(Task objective) Would you copy the entries that follow exactly, leaving out every picture?

Records drawn from a dataset
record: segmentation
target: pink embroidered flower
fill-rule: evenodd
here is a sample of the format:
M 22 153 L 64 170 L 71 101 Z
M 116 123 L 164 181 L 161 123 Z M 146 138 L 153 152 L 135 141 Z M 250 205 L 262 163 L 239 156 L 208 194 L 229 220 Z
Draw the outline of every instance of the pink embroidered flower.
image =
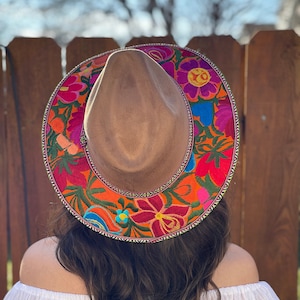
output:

(Completed task)
record: segmentation
target: pink embroidered flower
fill-rule: evenodd
here is a sample of the format:
M 22 153 L 64 170 L 71 101 Z
M 116 123 L 164 181 L 161 123 Z M 146 138 L 153 152 L 135 141 Z M 250 205 L 262 163 L 239 156 L 208 194 L 229 220 Z
Draw the outline of every instance of the pink embroidered flower.
image =
output:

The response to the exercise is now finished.